- _What the task requires_
Could you write out the records below exactly, without omitting a line?
>>>>>
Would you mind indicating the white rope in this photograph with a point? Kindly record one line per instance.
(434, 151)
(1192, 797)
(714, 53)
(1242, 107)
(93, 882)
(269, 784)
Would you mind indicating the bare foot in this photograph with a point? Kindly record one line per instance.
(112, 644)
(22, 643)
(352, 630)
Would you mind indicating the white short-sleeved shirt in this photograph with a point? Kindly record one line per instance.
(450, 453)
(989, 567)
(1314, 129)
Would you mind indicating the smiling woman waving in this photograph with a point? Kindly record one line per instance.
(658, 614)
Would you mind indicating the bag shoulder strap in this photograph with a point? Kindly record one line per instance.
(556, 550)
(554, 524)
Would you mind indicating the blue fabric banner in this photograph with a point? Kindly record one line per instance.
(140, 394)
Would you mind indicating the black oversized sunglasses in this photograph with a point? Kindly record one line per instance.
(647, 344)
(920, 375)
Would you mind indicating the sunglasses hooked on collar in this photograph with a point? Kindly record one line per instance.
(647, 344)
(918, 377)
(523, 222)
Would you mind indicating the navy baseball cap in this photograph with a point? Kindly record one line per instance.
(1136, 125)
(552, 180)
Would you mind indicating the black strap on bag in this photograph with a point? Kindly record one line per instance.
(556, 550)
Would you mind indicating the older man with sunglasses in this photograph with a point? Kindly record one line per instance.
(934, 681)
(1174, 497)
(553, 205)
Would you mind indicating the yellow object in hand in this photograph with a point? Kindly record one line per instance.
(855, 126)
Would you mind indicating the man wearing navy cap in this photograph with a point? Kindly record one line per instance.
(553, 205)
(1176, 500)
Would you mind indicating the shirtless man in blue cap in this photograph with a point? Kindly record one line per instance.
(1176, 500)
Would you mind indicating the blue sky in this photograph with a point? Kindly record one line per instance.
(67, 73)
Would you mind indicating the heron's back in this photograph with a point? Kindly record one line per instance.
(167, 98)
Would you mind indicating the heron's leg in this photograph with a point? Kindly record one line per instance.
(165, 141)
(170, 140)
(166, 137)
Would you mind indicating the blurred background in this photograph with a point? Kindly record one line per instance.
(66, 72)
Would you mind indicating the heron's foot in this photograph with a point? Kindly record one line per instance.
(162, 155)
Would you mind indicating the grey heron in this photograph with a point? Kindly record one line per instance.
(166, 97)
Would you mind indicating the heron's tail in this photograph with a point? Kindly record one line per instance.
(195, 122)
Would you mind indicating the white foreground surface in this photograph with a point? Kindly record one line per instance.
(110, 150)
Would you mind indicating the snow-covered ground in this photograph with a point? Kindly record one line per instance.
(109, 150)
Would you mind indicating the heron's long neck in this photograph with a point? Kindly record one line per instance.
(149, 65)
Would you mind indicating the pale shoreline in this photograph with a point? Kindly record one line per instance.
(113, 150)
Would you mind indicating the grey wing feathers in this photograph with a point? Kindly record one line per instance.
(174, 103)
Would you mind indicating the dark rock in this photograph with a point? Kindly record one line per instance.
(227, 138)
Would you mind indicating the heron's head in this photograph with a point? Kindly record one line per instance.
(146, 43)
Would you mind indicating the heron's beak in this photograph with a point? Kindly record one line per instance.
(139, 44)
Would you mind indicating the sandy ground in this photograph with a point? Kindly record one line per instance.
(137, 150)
<<<<<
- _Exercise response_
Would you mind indicating the white rope in this photograph with a point? Kindly record one line per instance.
(434, 151)
(1192, 797)
(714, 53)
(1242, 107)
(93, 882)
(269, 784)
Would you mind indicating the bare foot in this photograph with a point? Kindly record one line per instance.
(112, 644)
(22, 643)
(352, 630)
Would you mind indicating the white short-sleeved shirt in this photograph with a point? Kindly record one line per instance.
(450, 453)
(989, 567)
(1314, 129)
Would you mind indicating the smiling woman waving in this photograph with a point? Kindly record one line per instance.
(658, 614)
Would you mind indicating the bag shoulder strap in this photograph with a point? Kindly record one line per instance.
(556, 550)
(554, 524)
Would you mind indicating the blue fabric banner in this photograph with a point? Kindly record one line per instance.
(140, 394)
Would you mind indicating the black oversized sunglasses in this photograph with a point? Kindly record one line per instance.
(647, 344)
(920, 375)
Would you mind indicating the sunglasses hooked on collar in this photograph with a point? Kindly record one line per instance.
(647, 344)
(918, 377)
(523, 222)
Would you mind indicating the navy baseball cap in this photograph with a point? Kindly record one line per instance.
(1136, 125)
(552, 180)
Would you mind indicating the black strap on bag in this photograph with a point? Kindly record one line per instance.
(556, 550)
Would you mind indicating the older man with sunglasses in this photograph with a point? Kindly record one line per instance.
(934, 681)
(1174, 497)
(553, 205)
Would you mind indicating the yellow object in hand in this photograph with a point? Kindly record one line per instance.
(855, 126)
Would you mind indicating the man wearing navy cap in this photograph with a point? Kindly record one line per instance.
(553, 205)
(1176, 500)
Would you mind indicating the shirtless man in blue cap in this photograph with a point? Kindly record one line per instance.
(1176, 500)
Would you mind indicating the blue sky in this photograph with a point? Kindly record one line per instance.
(67, 73)
Would you mind indicating the heron's back in this photograph with a point? Kindly record one line per instance.
(167, 98)
Would you mind indicating the heron's leg in this photograph with a point? Kindly record one line per instance.
(165, 141)
(170, 140)
(166, 137)
Would you mind indicating the blurred background in this photograph with a point? Kindly record one line per instance.
(66, 72)
Would you mind indicating the heron's foot in this photograph with a point? Kindly record one line per instance.
(162, 155)
Would you mind indicating the grey heron in this photograph with a point? Kindly record one line per instance.
(166, 97)
Would you mind indicating the heron's tail in this photograph with a point? Kindly record one line per instance.
(195, 122)
Would you mind indicating the white foreground surface in this photograph with a point? Kindly record one line per instance.
(110, 150)
Would you mind indicating the snow-covered ground in this photograph with a point? Kindly record one line per instance.
(109, 150)
Would you mind indicating the heron's long neck in this photograph with a point? Kindly record one line per instance.
(149, 65)
Would you mind indicating the pale shoreline in this photograph with a point? Kindly record one line per instance.
(113, 150)
Would you mind indicating the grey wing feathers in this photograph with a point? Kindly record one line per instance.
(174, 103)
Would you mind indicating the dark rock in this photograph with a point? Kindly record one line per instance.
(227, 138)
Would you mind indicating the heron's head in this photograph with a point? Kindly record one line per instance.
(146, 43)
Would you mind indicating the heron's beak in this photograph with a point? Kindly record one line per instance.
(139, 44)
Would you mind indicating the sandy ground in this photograph with a point? Kindly record one line per instance.
(137, 150)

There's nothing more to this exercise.